Task details: Reproduce the stretch of the matcha tea passage from "Additionally, by tracing" through "led the research." word for word.
======== Source document ========
Additionally, by tracing a substance known as SCH23390, the researchers could see how the chemical stopped the tea mixture from working as an antidepressant in the brains of C57BL/6J mice but not in the brains of BALB/c mice. 

“’These results suggest that matcha tea powder exerts an antidepressant-like effect by activating the dopaminergic system of the brain, and this is influenced by the mental state of the individual,”  said Yuki Kurauchi, a biochemist who led the research.

Matcha tea is made from powdered green tea leaves. It has been the centerpiece of Japanese tea ceremonies for centuries. Anecdotally, the tea has long been touted for its possible positive effects on the brain but there has been scant evidence to back up those claims.

One older study associated a higher consumption of the traditional tea with a lower prevalence of cognitive impairment in seniors, while another investigation documented the beverage’s antidepressant effects along with a reduction of stress hormones in humans.

The Japanese researchers said their latest study adds to the body of proof that matcha tea helps fights depression. But what works in mice all too often doesn’t work in humans. More trials are needed, especially with human subjects, to understand the drink’s effects on the brain.
======== Data to examine ========
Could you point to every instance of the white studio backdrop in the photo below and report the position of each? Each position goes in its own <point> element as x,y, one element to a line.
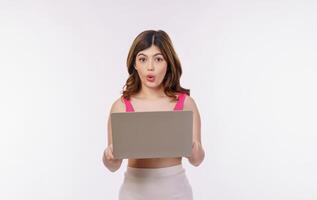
<point>250,65</point>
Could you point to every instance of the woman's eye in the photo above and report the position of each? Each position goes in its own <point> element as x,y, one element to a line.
<point>141,59</point>
<point>159,59</point>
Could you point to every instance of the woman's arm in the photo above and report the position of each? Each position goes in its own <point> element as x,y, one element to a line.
<point>108,160</point>
<point>198,153</point>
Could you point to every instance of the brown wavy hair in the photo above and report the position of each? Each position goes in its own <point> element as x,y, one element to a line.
<point>171,81</point>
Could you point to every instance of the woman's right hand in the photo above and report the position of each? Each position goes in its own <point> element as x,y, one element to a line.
<point>108,155</point>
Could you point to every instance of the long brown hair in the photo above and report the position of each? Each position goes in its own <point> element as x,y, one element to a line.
<point>171,81</point>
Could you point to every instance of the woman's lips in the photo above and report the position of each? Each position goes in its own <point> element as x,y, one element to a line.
<point>150,78</point>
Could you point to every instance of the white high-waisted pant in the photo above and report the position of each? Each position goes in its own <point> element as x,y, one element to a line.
<point>168,183</point>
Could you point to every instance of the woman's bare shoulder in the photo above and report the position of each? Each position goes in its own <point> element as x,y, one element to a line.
<point>118,105</point>
<point>189,103</point>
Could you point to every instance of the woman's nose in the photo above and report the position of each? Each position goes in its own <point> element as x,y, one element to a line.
<point>150,66</point>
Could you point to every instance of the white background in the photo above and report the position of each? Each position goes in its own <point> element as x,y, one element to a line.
<point>250,65</point>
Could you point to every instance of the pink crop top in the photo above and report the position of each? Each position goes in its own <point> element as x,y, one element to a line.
<point>179,104</point>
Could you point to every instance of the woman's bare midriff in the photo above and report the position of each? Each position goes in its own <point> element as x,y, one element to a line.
<point>154,162</point>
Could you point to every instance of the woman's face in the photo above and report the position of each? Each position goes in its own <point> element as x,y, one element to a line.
<point>151,66</point>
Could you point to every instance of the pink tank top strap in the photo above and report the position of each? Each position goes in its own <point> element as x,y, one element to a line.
<point>180,103</point>
<point>128,105</point>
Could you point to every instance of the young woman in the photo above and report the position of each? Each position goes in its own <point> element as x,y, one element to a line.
<point>154,85</point>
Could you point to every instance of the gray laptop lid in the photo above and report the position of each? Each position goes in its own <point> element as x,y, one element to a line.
<point>154,134</point>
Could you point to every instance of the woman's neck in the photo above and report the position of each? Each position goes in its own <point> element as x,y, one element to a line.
<point>151,93</point>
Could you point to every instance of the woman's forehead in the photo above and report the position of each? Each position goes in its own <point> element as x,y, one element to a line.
<point>151,51</point>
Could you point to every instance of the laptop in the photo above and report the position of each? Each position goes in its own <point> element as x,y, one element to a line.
<point>155,134</point>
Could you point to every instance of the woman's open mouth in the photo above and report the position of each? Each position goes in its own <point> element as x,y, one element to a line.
<point>150,78</point>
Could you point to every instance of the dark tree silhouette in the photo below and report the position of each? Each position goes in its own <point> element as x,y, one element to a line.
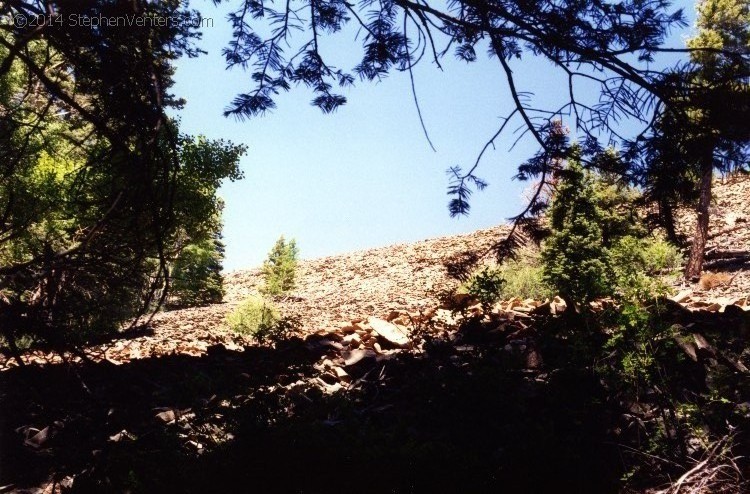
<point>82,119</point>
<point>609,45</point>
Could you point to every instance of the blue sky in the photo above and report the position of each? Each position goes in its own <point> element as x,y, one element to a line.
<point>364,176</point>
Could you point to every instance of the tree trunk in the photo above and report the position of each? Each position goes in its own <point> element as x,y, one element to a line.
<point>698,249</point>
<point>666,213</point>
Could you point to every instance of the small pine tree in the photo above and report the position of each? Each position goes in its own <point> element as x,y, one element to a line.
<point>196,274</point>
<point>574,256</point>
<point>280,268</point>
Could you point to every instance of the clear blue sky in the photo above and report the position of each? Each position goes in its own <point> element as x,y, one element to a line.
<point>364,176</point>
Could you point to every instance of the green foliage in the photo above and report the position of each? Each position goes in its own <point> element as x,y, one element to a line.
<point>486,286</point>
<point>196,275</point>
<point>574,256</point>
<point>641,267</point>
<point>524,278</point>
<point>255,317</point>
<point>280,268</point>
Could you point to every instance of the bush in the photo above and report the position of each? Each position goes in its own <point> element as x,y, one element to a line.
<point>524,278</point>
<point>639,266</point>
<point>280,268</point>
<point>255,317</point>
<point>486,286</point>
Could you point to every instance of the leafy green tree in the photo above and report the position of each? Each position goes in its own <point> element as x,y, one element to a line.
<point>720,111</point>
<point>706,128</point>
<point>90,164</point>
<point>280,267</point>
<point>87,233</point>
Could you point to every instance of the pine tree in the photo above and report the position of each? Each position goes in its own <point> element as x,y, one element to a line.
<point>721,107</point>
<point>280,268</point>
<point>196,274</point>
<point>574,256</point>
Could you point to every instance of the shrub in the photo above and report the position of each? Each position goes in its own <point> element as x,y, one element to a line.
<point>280,268</point>
<point>255,317</point>
<point>486,286</point>
<point>638,266</point>
<point>524,278</point>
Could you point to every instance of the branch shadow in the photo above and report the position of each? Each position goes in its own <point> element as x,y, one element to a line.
<point>457,419</point>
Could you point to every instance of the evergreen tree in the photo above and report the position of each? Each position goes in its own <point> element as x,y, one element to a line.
<point>574,255</point>
<point>720,110</point>
<point>280,267</point>
<point>196,274</point>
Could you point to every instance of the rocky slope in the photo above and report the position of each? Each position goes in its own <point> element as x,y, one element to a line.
<point>409,279</point>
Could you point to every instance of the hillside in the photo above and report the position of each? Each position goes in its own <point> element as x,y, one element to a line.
<point>380,386</point>
<point>333,291</point>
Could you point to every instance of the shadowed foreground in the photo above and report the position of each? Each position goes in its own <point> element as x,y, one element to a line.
<point>456,419</point>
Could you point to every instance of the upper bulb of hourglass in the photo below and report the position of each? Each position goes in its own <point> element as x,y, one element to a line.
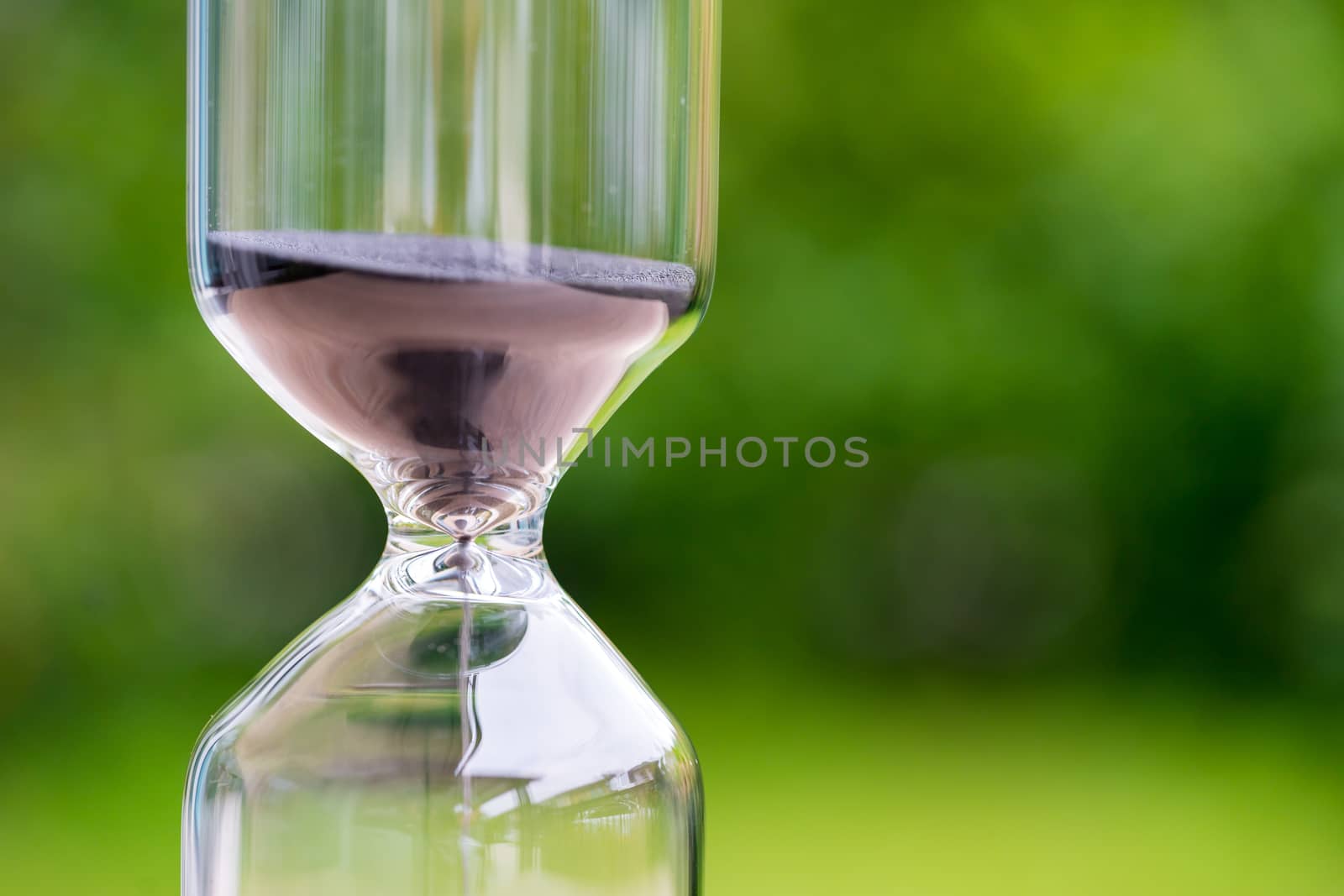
========
Exercise result:
Additionally, by tracing a substance known as SCH23390, the researchers could see how the chemical stopped the tea mixture from working as an antidepressant in the brains of C57BL/6J mice but not in the brains of BALB/c mice. 

“’These results suggest that matcha tea powder exerts an antidepressant-like effect by activating the dopaminergic system of the brain, and this is influenced by the mental state of the individual,”  said Yuki Kurauchi, a biochemist who led the research.